* Begin Record list *

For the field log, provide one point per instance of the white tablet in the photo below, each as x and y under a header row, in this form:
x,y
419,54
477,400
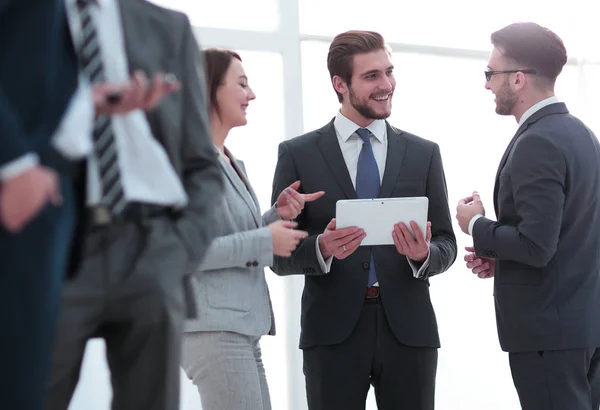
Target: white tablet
x,y
378,216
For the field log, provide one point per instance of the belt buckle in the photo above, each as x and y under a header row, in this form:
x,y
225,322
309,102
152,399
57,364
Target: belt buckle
x,y
372,292
101,216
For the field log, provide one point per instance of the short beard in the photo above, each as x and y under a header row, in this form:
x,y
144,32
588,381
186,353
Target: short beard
x,y
362,107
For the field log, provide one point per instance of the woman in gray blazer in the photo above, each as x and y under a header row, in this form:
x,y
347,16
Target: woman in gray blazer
x,y
221,352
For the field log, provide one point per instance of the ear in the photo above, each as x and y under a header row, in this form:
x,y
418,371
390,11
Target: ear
x,y
519,81
339,85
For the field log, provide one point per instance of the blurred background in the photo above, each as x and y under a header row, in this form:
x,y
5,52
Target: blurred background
x,y
440,50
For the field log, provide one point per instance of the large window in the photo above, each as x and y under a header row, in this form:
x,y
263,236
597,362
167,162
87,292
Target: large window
x,y
440,52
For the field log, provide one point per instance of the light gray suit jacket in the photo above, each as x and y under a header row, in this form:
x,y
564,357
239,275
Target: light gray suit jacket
x,y
162,40
229,286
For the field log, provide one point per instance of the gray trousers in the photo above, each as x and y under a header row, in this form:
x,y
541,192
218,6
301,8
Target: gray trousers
x,y
128,292
557,380
227,368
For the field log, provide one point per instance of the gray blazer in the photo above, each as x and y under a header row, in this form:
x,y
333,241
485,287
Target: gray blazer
x,y
546,241
180,123
229,285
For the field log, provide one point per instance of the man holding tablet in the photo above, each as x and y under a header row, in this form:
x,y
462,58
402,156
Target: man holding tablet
x,y
367,316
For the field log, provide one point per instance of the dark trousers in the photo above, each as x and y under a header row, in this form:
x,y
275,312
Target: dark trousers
x,y
338,377
128,292
557,380
31,277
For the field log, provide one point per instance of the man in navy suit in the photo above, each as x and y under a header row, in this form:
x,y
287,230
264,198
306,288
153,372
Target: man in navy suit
x,y
43,118
38,76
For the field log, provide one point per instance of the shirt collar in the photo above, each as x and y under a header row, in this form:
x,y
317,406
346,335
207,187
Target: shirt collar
x,y
536,107
346,127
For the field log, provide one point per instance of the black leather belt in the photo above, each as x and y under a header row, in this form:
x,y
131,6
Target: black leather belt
x,y
134,212
372,292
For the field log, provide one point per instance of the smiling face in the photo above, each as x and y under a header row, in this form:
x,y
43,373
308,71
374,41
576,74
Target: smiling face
x,y
500,84
368,97
234,95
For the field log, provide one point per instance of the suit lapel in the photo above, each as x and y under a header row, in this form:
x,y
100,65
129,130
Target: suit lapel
x,y
393,163
240,182
556,108
330,148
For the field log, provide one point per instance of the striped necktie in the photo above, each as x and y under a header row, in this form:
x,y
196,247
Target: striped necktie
x,y
105,147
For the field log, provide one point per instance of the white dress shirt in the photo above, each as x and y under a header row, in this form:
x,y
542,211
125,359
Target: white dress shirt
x,y
351,145
71,138
532,110
146,172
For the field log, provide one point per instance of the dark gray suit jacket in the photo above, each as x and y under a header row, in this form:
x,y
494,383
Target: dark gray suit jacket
x,y
161,40
332,303
547,238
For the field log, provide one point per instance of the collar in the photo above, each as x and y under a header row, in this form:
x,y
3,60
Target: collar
x,y
536,107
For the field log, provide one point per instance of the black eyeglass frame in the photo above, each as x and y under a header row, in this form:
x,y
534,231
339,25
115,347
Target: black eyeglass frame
x,y
490,73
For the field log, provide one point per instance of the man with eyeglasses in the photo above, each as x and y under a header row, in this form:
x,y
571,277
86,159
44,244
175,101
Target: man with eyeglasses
x,y
544,248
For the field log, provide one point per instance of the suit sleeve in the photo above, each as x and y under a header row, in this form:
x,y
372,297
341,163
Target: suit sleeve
x,y
442,252
304,259
202,178
537,176
239,250
12,137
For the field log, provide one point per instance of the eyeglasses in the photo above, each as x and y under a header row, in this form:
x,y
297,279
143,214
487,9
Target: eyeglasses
x,y
489,74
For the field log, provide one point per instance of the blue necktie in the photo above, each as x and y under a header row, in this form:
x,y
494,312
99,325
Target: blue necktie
x,y
367,182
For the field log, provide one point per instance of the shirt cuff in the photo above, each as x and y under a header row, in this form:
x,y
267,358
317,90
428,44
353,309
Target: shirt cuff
x,y
419,273
472,223
18,166
73,137
324,264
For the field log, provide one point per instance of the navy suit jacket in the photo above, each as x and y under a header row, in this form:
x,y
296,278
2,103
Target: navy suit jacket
x,y
38,74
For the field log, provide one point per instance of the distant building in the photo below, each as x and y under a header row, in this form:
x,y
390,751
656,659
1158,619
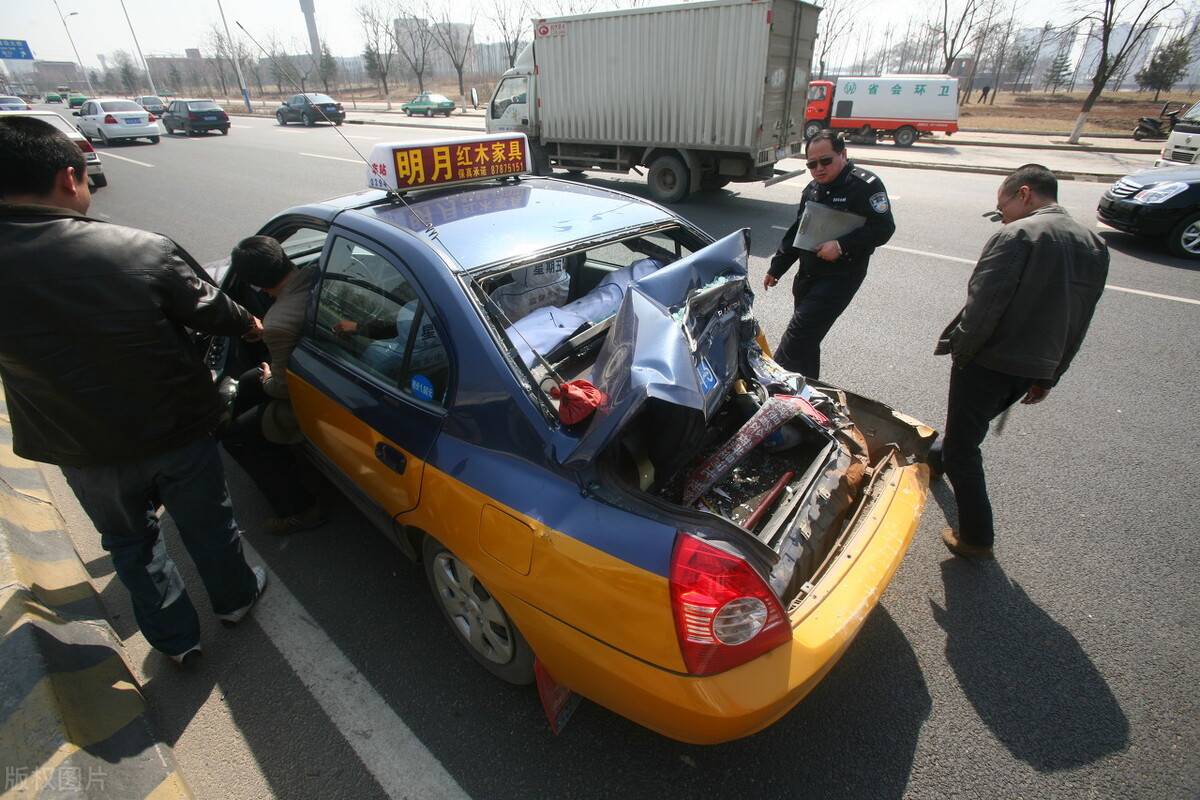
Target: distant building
x,y
51,74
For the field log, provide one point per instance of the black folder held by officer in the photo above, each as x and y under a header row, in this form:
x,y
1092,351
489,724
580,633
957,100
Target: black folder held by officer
x,y
829,275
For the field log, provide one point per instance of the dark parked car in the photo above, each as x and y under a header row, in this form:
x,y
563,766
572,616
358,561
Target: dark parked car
x,y
195,116
310,109
1157,203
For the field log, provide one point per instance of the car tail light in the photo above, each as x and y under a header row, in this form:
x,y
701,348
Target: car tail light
x,y
725,613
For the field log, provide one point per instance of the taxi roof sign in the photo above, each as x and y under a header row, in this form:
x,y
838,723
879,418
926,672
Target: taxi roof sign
x,y
403,166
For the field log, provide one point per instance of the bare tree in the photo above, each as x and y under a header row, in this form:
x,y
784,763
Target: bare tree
x,y
376,19
837,23
456,40
1003,47
413,37
1114,52
955,35
511,17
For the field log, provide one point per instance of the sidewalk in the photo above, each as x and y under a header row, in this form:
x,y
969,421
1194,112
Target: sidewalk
x,y
1047,142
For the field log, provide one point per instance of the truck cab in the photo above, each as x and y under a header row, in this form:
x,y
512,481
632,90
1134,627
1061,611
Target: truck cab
x,y
1183,143
875,107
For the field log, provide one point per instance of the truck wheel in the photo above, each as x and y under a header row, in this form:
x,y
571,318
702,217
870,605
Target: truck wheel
x,y
1185,240
669,179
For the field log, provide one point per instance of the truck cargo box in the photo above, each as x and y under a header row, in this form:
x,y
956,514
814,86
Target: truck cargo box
x,y
719,76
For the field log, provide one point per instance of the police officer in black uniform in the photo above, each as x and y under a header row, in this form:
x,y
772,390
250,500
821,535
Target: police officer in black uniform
x,y
827,280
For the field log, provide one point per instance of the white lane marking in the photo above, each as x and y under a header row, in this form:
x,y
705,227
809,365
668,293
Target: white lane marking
x,y
922,252
1153,294
1107,286
316,155
105,154
388,747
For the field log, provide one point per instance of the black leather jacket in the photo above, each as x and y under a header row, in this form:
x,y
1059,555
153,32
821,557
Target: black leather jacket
x,y
855,190
96,364
1031,298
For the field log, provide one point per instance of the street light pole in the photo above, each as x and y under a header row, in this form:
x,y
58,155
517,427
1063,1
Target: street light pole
x,y
78,60
237,65
147,66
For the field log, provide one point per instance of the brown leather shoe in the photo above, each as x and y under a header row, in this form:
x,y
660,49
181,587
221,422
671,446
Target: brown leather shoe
x,y
957,546
312,517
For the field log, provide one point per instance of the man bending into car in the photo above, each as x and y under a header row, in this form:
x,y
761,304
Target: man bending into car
x,y
264,425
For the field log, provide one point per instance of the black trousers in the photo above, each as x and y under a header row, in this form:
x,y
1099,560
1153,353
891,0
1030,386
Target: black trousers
x,y
977,396
820,299
274,468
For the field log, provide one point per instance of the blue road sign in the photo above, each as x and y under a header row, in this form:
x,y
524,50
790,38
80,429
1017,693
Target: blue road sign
x,y
15,48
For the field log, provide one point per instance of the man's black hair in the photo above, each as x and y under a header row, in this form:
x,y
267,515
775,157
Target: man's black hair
x,y
33,152
832,137
1039,180
261,262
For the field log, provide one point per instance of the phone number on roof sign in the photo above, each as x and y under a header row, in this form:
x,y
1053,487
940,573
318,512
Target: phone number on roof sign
x,y
450,163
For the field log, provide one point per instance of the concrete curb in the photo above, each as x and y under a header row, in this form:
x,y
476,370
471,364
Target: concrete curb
x,y
1090,136
72,717
1097,178
1073,148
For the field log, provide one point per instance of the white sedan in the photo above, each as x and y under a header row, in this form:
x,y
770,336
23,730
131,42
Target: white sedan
x,y
112,120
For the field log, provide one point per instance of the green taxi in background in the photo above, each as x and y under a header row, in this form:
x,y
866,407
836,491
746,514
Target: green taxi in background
x,y
429,104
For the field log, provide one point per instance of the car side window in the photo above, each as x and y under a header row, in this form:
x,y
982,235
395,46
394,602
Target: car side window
x,y
371,317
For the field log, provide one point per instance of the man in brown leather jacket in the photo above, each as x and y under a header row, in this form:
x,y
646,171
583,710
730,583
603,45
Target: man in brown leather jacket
x,y
102,378
1030,301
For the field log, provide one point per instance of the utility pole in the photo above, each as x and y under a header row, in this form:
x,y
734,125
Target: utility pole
x,y
237,61
91,90
144,65
310,18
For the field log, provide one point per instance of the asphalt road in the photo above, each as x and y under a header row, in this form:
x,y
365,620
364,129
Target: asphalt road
x,y
1068,668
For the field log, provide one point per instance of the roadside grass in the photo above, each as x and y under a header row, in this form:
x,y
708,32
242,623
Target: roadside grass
x,y
1055,113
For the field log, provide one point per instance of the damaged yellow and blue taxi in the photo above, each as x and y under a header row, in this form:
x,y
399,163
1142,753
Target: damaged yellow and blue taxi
x,y
557,398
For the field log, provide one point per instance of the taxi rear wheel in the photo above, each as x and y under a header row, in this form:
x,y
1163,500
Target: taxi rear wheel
x,y
475,617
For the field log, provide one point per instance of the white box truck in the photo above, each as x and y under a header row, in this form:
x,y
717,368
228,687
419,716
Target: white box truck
x,y
701,94
901,107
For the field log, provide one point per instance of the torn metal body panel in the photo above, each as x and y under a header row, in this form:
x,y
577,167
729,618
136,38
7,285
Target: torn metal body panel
x,y
676,338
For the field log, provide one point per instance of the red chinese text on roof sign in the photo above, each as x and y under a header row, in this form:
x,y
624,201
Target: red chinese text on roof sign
x,y
402,166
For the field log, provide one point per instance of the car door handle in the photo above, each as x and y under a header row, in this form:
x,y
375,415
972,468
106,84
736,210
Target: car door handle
x,y
390,457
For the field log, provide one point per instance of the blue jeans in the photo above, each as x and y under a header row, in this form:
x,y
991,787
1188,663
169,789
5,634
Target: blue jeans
x,y
121,501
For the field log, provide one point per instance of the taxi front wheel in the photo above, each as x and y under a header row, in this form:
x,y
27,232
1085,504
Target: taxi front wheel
x,y
475,615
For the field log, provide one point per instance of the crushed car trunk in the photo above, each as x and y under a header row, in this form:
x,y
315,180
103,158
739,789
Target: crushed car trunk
x,y
700,425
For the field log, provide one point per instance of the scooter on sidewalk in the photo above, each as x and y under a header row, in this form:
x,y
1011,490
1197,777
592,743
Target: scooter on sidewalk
x,y
1158,127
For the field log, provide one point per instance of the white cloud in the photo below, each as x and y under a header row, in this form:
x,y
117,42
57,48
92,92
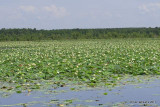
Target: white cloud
x,y
56,11
28,8
150,7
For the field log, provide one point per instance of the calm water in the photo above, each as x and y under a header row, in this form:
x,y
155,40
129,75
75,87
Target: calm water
x,y
125,95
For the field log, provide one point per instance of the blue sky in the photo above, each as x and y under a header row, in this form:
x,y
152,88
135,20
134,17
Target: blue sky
x,y
67,14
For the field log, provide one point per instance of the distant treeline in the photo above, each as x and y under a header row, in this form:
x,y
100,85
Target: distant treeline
x,y
33,34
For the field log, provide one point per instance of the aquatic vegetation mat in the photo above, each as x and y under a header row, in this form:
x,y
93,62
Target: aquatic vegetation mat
x,y
90,62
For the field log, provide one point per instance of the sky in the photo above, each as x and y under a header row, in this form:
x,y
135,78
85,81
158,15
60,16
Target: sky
x,y
69,14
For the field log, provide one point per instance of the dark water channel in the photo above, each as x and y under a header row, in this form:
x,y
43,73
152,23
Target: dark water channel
x,y
127,94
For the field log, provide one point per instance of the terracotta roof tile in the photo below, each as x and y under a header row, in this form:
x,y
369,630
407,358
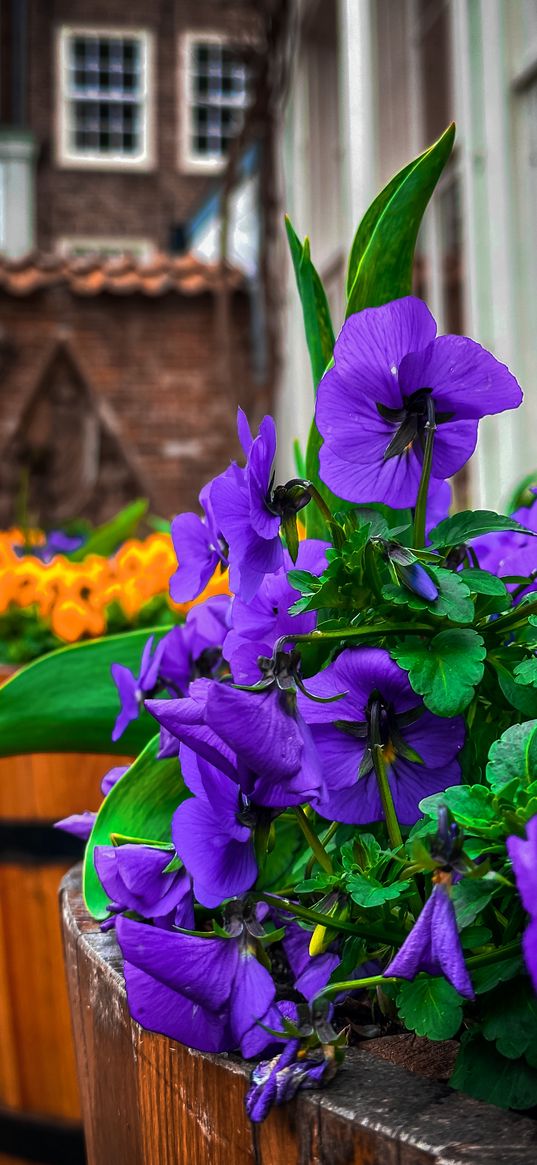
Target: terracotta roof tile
x,y
89,275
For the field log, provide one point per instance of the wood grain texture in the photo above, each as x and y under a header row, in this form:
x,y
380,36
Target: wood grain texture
x,y
150,1101
37,1070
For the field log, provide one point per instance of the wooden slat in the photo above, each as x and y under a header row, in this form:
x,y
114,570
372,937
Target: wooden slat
x,y
49,786
164,1105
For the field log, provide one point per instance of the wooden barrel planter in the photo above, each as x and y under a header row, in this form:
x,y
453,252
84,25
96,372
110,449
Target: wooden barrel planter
x,y
149,1101
40,1107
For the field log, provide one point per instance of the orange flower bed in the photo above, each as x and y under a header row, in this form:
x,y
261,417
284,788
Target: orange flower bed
x,y
73,598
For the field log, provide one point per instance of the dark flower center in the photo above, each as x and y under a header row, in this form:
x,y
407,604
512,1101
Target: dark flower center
x,y
411,419
382,727
287,500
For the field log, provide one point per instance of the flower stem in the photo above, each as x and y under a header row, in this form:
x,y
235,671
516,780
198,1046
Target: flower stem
x,y
387,799
474,961
422,499
354,633
360,930
313,841
330,832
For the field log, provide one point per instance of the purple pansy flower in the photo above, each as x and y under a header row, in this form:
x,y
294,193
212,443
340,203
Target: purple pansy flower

* End Record list *

Give back exactly the lines that run from the line with "the wooden barrel" through the close of the material, counting both ends, and nothing more.

▶ Result below:
For the field log, provide one point per instance of the wooden barrel planter in the photo above, each as x and y under a header row, in this form:
x,y
453,252
84,25
96,372
110,449
Target: wooden barrel planter
x,y
149,1101
40,1107
For the field log, provide one point per instance of the orange flower bed in the photo above, each as x and y under a header row, in this form:
x,y
261,417
284,788
Target: orange flower bed
x,y
73,598
For the field log, provide one point per instance of the dark flower center in the photo above, each as x and y under a header row, in this form:
x,y
407,604
512,1101
Target: dark flower center
x,y
411,419
382,727
287,500
For the field log, provide one point per instance of the flower stem in the photo above, each as x and y under a header row, in this form:
x,y
235,671
516,780
198,1046
Target: flower stem
x,y
387,799
474,961
422,499
354,633
360,930
313,841
330,832
For the field log, provide one point per instance of the purple pansy flower in the photo above, each as x and y under a header row, in this form:
x,y
294,193
212,443
340,203
Target: purple pansy flower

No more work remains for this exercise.